Each record that follows is to be duplicated exactly, though its pictures are not.

------ Provided material ------

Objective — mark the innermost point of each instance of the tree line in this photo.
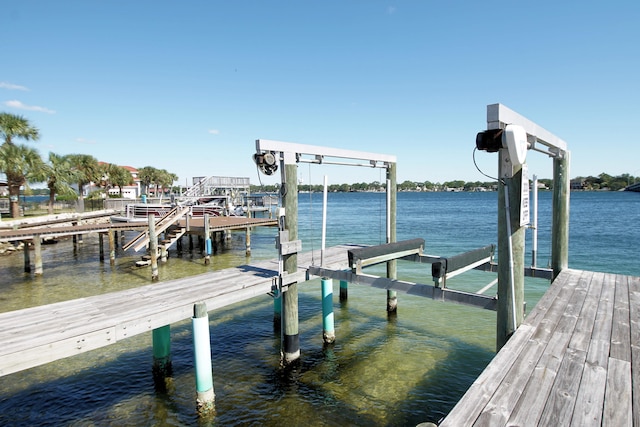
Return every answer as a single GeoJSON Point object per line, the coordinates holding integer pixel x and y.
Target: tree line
{"type": "Point", "coordinates": [22, 165]}
{"type": "Point", "coordinates": [590, 183]}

------

Result below:
Objective — mark the innermost point of each instance of the tree line in this photo.
Return every answer as a single GeoJSON Point object per line, the coordinates holding integer pixel x and y.
Target: tree line
{"type": "Point", "coordinates": [22, 165]}
{"type": "Point", "coordinates": [590, 183]}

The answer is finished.